BEGIN Records to use
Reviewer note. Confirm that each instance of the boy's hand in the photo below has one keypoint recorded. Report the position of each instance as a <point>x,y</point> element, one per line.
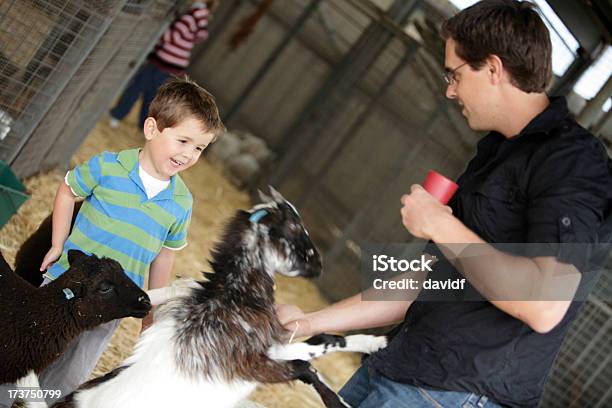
<point>49,259</point>
<point>147,321</point>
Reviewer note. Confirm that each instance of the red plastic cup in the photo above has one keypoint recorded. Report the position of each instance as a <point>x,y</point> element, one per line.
<point>439,186</point>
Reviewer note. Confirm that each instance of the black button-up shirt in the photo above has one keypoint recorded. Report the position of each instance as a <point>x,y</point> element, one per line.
<point>552,183</point>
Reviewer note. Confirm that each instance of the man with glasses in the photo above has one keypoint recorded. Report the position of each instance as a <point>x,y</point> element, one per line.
<point>537,177</point>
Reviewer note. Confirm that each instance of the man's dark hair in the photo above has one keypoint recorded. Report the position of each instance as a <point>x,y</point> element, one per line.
<point>513,31</point>
<point>180,98</point>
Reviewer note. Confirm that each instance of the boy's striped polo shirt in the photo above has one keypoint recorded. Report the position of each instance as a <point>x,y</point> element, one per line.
<point>118,221</point>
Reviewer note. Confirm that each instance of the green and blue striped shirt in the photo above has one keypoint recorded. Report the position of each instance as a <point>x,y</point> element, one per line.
<point>118,220</point>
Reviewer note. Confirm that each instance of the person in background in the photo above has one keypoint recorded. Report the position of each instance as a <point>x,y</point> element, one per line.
<point>171,56</point>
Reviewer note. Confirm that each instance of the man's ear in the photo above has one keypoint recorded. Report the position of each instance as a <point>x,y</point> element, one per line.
<point>495,69</point>
<point>149,128</point>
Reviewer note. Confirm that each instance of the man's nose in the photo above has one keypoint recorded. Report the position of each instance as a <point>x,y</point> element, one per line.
<point>450,91</point>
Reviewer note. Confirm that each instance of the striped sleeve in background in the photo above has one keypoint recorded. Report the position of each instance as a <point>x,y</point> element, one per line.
<point>174,47</point>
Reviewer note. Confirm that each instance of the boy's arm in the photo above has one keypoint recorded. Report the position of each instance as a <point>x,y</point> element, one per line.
<point>160,273</point>
<point>62,216</point>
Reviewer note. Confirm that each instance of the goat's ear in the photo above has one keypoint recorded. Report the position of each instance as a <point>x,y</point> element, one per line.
<point>263,196</point>
<point>74,255</point>
<point>276,195</point>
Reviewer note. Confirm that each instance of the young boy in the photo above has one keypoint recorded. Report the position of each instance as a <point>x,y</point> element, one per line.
<point>136,210</point>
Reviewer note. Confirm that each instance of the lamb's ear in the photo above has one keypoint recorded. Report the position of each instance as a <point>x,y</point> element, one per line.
<point>263,196</point>
<point>74,255</point>
<point>276,195</point>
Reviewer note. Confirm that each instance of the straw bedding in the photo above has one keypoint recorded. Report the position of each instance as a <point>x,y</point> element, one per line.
<point>215,199</point>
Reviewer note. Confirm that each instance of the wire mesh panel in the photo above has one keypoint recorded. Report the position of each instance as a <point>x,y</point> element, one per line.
<point>49,60</point>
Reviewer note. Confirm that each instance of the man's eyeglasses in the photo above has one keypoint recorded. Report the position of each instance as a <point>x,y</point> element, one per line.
<point>449,74</point>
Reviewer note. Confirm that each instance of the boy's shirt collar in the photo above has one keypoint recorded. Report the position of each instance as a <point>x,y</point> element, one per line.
<point>129,161</point>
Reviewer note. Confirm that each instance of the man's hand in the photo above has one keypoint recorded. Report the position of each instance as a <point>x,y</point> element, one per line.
<point>422,212</point>
<point>52,255</point>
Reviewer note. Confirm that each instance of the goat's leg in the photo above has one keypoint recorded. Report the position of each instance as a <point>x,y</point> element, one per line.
<point>180,287</point>
<point>30,382</point>
<point>307,374</point>
<point>271,371</point>
<point>326,343</point>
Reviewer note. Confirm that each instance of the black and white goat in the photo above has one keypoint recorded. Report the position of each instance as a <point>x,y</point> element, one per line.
<point>213,341</point>
<point>37,324</point>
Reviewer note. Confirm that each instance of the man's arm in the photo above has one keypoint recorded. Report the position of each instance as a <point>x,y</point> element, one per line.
<point>160,274</point>
<point>62,217</point>
<point>352,313</point>
<point>425,217</point>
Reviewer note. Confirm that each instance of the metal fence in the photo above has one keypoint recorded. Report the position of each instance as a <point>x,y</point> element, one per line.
<point>61,64</point>
<point>354,107</point>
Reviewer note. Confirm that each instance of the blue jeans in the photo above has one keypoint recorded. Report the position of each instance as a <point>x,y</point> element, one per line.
<point>146,82</point>
<point>368,389</point>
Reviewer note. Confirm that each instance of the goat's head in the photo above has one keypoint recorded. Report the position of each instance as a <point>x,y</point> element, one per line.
<point>101,289</point>
<point>284,244</point>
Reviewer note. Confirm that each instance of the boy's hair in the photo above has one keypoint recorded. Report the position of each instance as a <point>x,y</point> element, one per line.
<point>510,29</point>
<point>180,98</point>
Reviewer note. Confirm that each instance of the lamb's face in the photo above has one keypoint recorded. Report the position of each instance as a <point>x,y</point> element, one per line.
<point>288,249</point>
<point>103,290</point>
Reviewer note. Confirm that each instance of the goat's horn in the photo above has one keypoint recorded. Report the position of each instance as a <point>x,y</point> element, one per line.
<point>276,195</point>
<point>263,196</point>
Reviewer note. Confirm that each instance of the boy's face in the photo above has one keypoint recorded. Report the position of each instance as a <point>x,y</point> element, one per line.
<point>173,149</point>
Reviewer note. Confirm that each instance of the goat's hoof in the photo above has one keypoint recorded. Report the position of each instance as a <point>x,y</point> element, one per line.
<point>327,340</point>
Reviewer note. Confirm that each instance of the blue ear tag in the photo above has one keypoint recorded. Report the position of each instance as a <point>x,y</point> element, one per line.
<point>258,215</point>
<point>68,293</point>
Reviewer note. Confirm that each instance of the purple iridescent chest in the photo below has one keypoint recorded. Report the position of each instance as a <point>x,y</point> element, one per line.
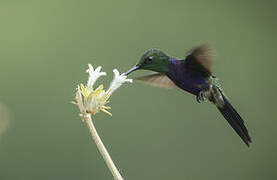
<point>185,78</point>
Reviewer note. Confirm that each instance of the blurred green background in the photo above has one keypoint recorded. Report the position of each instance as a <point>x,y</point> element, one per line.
<point>45,47</point>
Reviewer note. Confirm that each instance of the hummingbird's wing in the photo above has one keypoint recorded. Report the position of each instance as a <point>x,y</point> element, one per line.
<point>158,80</point>
<point>200,59</point>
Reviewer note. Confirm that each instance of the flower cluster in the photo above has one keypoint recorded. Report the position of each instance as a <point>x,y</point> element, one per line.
<point>90,100</point>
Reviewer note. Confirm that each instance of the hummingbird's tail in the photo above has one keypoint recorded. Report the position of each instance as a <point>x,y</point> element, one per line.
<point>234,119</point>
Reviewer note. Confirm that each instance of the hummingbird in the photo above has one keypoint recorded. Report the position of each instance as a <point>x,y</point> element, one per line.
<point>192,74</point>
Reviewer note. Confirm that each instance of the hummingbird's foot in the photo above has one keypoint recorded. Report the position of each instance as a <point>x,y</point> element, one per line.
<point>204,94</point>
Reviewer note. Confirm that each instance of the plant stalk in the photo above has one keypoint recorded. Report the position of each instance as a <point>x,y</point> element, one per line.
<point>101,147</point>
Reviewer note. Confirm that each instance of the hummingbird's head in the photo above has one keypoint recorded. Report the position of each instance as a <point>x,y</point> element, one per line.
<point>153,60</point>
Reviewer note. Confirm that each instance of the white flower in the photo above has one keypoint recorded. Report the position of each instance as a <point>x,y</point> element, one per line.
<point>92,101</point>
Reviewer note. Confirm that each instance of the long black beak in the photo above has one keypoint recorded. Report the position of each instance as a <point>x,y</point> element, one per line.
<point>131,70</point>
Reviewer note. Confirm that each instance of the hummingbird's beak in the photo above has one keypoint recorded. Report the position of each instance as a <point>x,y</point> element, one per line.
<point>131,70</point>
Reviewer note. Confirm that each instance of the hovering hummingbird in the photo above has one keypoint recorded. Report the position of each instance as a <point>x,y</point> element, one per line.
<point>192,74</point>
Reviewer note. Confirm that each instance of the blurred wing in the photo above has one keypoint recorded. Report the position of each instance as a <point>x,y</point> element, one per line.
<point>200,59</point>
<point>158,80</point>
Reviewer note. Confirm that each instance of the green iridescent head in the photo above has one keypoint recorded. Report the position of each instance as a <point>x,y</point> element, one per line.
<point>153,60</point>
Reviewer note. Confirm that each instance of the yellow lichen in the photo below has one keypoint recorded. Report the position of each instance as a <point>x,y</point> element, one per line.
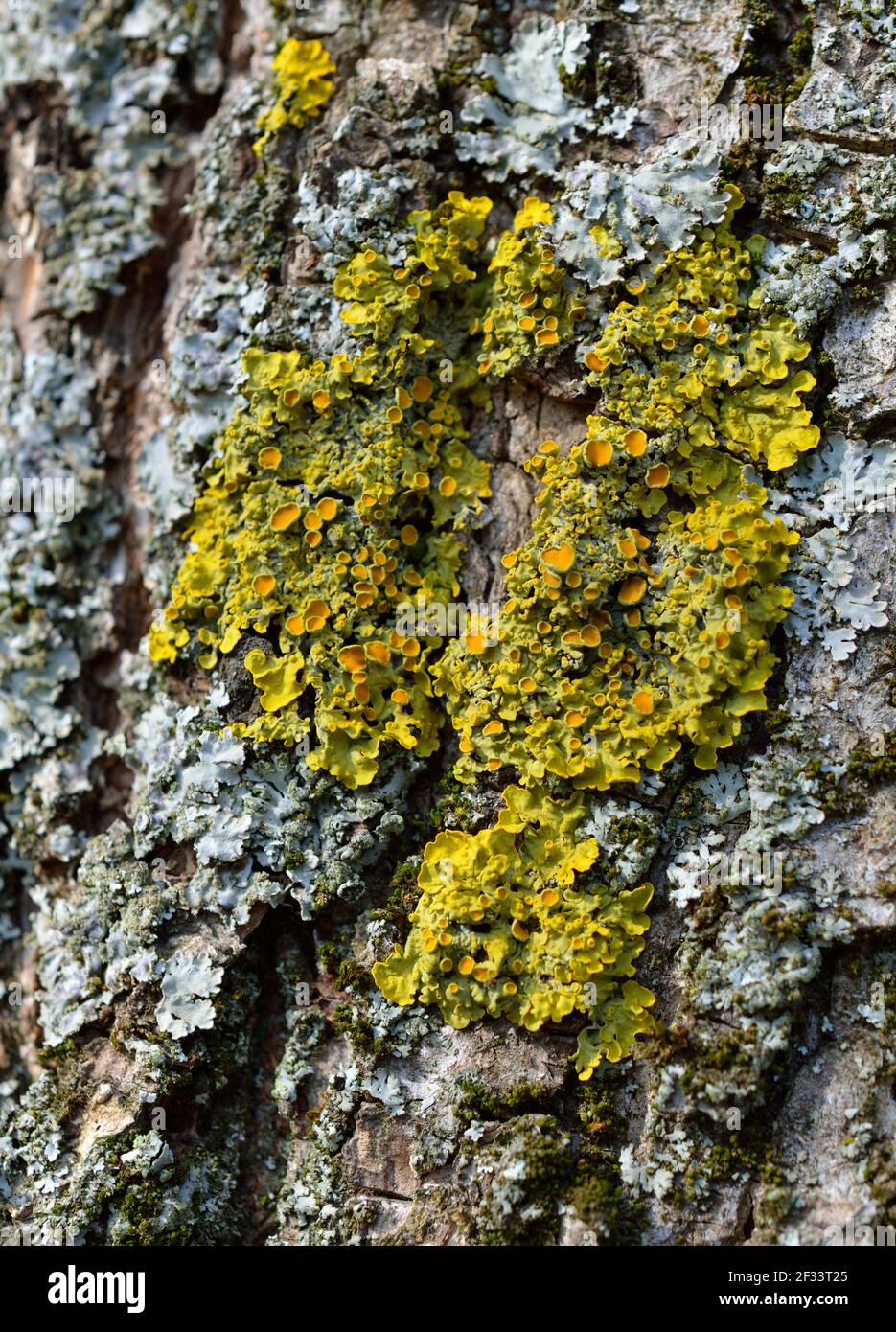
<point>506,926</point>
<point>301,71</point>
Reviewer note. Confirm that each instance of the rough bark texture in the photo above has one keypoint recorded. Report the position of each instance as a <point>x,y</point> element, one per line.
<point>191,1045</point>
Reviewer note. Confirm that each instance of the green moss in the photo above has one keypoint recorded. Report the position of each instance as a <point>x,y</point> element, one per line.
<point>475,1100</point>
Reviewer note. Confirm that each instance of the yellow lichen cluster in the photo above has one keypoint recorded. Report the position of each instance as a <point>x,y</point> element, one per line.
<point>638,615</point>
<point>639,611</point>
<point>503,929</point>
<point>301,71</point>
<point>339,498</point>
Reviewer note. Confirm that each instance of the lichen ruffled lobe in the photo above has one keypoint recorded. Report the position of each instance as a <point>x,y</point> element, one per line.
<point>638,614</point>
<point>502,928</point>
<point>639,611</point>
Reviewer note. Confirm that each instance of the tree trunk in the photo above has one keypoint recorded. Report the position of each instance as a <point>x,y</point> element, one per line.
<point>192,1045</point>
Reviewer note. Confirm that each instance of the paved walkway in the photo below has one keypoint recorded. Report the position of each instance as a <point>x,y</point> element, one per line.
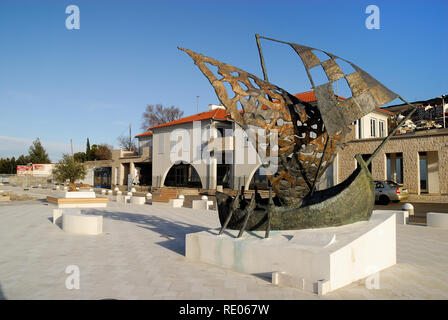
<point>141,256</point>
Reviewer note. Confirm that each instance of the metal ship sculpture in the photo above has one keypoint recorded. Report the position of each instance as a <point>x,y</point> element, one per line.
<point>309,137</point>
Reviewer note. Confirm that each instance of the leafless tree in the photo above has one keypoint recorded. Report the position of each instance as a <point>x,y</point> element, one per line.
<point>103,152</point>
<point>155,115</point>
<point>126,143</point>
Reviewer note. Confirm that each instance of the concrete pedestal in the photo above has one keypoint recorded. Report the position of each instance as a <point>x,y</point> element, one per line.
<point>202,204</point>
<point>123,198</point>
<point>75,222</point>
<point>314,260</point>
<point>176,203</point>
<point>437,220</point>
<point>138,200</point>
<point>402,216</point>
<point>78,195</point>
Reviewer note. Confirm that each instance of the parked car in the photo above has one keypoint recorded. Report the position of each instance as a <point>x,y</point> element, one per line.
<point>386,191</point>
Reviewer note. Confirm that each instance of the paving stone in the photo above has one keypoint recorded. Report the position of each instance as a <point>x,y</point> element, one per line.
<point>141,256</point>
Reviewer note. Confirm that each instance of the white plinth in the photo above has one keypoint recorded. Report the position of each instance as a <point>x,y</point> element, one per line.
<point>75,222</point>
<point>202,204</point>
<point>78,195</point>
<point>176,203</point>
<point>402,216</point>
<point>123,198</point>
<point>315,260</point>
<point>138,200</point>
<point>57,216</point>
<point>82,205</point>
<point>437,220</point>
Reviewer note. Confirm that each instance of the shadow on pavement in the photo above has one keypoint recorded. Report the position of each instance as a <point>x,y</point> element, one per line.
<point>172,232</point>
<point>2,296</point>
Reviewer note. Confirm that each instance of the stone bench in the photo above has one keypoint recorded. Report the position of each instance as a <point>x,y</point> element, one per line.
<point>138,200</point>
<point>202,204</point>
<point>437,220</point>
<point>176,203</point>
<point>78,202</point>
<point>122,198</point>
<point>402,216</point>
<point>78,223</point>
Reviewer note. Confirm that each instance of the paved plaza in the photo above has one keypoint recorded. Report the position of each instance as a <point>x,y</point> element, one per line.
<point>141,256</point>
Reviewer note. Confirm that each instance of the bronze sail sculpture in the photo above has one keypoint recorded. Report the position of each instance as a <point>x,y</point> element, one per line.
<point>309,137</point>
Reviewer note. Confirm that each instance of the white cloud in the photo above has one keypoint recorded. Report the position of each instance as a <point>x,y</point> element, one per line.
<point>14,147</point>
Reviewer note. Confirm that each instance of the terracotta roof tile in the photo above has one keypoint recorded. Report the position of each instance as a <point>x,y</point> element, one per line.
<point>147,133</point>
<point>221,114</point>
<point>217,114</point>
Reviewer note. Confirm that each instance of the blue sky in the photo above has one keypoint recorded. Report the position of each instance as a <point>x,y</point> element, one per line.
<point>59,84</point>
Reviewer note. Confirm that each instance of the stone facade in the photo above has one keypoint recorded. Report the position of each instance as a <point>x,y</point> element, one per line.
<point>412,145</point>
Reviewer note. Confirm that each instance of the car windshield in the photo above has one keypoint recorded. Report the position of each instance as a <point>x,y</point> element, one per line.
<point>392,184</point>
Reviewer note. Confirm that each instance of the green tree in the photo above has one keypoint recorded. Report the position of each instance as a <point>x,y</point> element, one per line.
<point>88,151</point>
<point>80,156</point>
<point>69,169</point>
<point>37,153</point>
<point>8,166</point>
<point>23,160</point>
<point>103,152</point>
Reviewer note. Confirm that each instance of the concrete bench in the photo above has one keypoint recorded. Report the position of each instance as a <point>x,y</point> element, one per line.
<point>402,216</point>
<point>202,204</point>
<point>437,220</point>
<point>164,195</point>
<point>78,223</point>
<point>138,200</point>
<point>123,198</point>
<point>176,203</point>
<point>78,202</point>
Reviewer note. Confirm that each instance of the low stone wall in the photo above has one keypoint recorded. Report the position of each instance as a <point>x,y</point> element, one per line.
<point>22,180</point>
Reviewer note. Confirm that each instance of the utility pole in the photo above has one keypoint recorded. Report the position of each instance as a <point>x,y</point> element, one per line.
<point>130,139</point>
<point>443,110</point>
<point>197,104</point>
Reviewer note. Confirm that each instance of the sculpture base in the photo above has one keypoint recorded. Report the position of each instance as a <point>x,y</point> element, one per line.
<point>314,260</point>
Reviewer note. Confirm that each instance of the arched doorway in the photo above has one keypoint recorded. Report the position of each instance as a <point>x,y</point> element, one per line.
<point>259,180</point>
<point>183,175</point>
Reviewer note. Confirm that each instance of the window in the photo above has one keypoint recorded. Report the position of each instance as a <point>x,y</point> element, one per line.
<point>360,129</point>
<point>161,143</point>
<point>372,127</point>
<point>382,131</point>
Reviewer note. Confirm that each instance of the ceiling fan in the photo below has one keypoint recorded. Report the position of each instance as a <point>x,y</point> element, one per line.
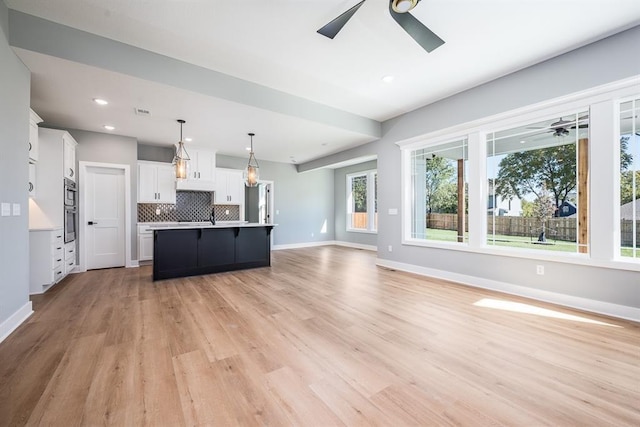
<point>399,10</point>
<point>562,127</point>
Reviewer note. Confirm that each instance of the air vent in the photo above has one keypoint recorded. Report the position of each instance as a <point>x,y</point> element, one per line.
<point>142,111</point>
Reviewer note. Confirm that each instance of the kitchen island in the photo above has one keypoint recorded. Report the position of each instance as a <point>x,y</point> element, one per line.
<point>194,249</point>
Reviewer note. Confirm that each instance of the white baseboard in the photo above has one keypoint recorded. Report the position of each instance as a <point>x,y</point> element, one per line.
<point>356,245</point>
<point>303,245</point>
<point>15,320</point>
<point>594,306</point>
<point>325,243</point>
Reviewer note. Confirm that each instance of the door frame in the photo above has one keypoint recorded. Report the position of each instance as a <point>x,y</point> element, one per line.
<point>272,202</point>
<point>82,262</point>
END Records to use
■ What to do:
What the answer needs is every line from the one with "Reviewer note. Confirm that each instance of the window" through the last line of the data, reproduced word for word and with pictures omitted.

■ Written solution:
Reviewer note. Confirm that each instance of the window in the photo above has one keypoint recorded. Report the position of each instance as a <point>x,y</point> element, one per line.
<point>360,129</point>
<point>161,143</point>
<point>372,127</point>
<point>382,131</point>
Reviewer note. Confirm that each instance of the ceiling fan in the photo below has one keypoint recorded. Report the position of each instance as a <point>x,y</point> element, one per line.
<point>399,10</point>
<point>562,127</point>
Reviewer note. Confirm that each instance of the air vent in the photo above has one keypoint recorded. Report the position of each instance as a <point>x,y</point> element, one per line.
<point>142,111</point>
Reviewer note. Confirm that each instance of the kitchen island in the photo above has one keypoint recorded. Report the position of each instance as a <point>x,y</point> element, one per line.
<point>194,249</point>
Reviewer note. Confirm that each instance of the white baseboard in the photo above has one keypoint recorded. Report the position of each instance as a <point>x,y</point> element, one per line.
<point>356,245</point>
<point>303,245</point>
<point>15,320</point>
<point>594,306</point>
<point>325,243</point>
Reviewer note. Confirm that each instance of the door frame in the photo above has one keypoint recorded. Report the position of each instance as a <point>x,y</point> element, one per line.
<point>272,202</point>
<point>82,262</point>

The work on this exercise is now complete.